• _Task instructions_: Quote each record exactly, please, leaving none out.

++++

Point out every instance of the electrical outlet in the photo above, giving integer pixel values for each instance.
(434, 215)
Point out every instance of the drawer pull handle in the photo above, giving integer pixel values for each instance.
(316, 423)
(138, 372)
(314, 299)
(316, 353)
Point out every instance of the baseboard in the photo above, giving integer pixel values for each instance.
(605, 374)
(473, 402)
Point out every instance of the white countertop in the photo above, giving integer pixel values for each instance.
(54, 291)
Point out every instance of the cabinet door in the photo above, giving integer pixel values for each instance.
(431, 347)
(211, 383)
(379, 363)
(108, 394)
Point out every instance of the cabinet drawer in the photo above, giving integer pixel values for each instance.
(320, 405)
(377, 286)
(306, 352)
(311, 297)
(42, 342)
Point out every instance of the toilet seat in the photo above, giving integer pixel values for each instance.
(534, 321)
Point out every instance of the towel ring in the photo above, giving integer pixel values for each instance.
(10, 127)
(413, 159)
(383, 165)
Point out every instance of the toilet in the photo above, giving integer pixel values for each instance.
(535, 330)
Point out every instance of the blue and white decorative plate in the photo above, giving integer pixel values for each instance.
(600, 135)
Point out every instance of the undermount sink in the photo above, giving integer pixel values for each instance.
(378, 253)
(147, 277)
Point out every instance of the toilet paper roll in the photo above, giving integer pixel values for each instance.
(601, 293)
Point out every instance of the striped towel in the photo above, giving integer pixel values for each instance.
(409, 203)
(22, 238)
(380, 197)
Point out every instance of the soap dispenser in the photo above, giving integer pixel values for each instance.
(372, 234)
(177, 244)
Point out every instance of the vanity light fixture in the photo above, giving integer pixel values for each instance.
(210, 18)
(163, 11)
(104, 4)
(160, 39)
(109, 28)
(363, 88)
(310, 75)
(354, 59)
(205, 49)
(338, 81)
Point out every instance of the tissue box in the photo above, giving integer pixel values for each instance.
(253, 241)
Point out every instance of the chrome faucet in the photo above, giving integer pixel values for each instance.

++++

• _Answer to this problem_:
Point out every instance of the electrical outlet in the photo above, giving integer pixel values for each instance.
(434, 215)
Point out every instance of the drawer pull handle in the photo above, giving integer pixel values for each instance.
(316, 423)
(138, 372)
(314, 299)
(316, 353)
Point out every instance of the baseboard in the photo above, giving integer pixel values for each instance.
(605, 374)
(473, 402)
Point out every instance of the white countertop in the photo above, giving integer pixel values for each instance.
(54, 291)
Point out every instance of the cabinet door in the photo above, giving integer pixel values for each instance.
(431, 347)
(211, 383)
(379, 363)
(108, 394)
Point out every instance of the cabinet drawer in the photo above, giving integer pixel values for each instance.
(320, 405)
(377, 286)
(306, 352)
(311, 297)
(42, 342)
Point out every instance of the toilet seat in the photo above, giving integer pixel values for each instance.
(534, 321)
Point out every instance of the towel ring in the photo above, giving integer pixel values for each instance.
(10, 127)
(413, 159)
(383, 165)
Point out every instance of the toilet in the photo above, giving integer pixel values for each instance.
(535, 330)
Point out every instance of the blue and white decorative plate in the photo above, giving integer pixel values for each instance.
(600, 135)
Point out every instance of the undermount sink in the photo above, giving integer pixel values for each instance.
(378, 253)
(147, 277)
Point out every instance of the toilet paper roll in the photo above, giving integer pixel values for each instance.
(601, 293)
Point out every instance of the striped towel in the photo above, giving integer pixel values for each instance.
(409, 203)
(22, 238)
(380, 197)
Point out every instance of the soap dispenser in the photo above, giving integer pixel values for each instance.
(372, 234)
(177, 244)
Point out every instance of the vanity light fixture in the photo above, giving integer pixel values for each instance.
(210, 18)
(163, 11)
(104, 4)
(160, 39)
(109, 28)
(363, 88)
(310, 75)
(354, 59)
(205, 49)
(338, 81)
Point out every instance of the tissue box in the photo above, giving integer pixel values for each instance.
(253, 241)
Point out every instance of the chrome faucet in the photo above, giving integer pixel values for each instance.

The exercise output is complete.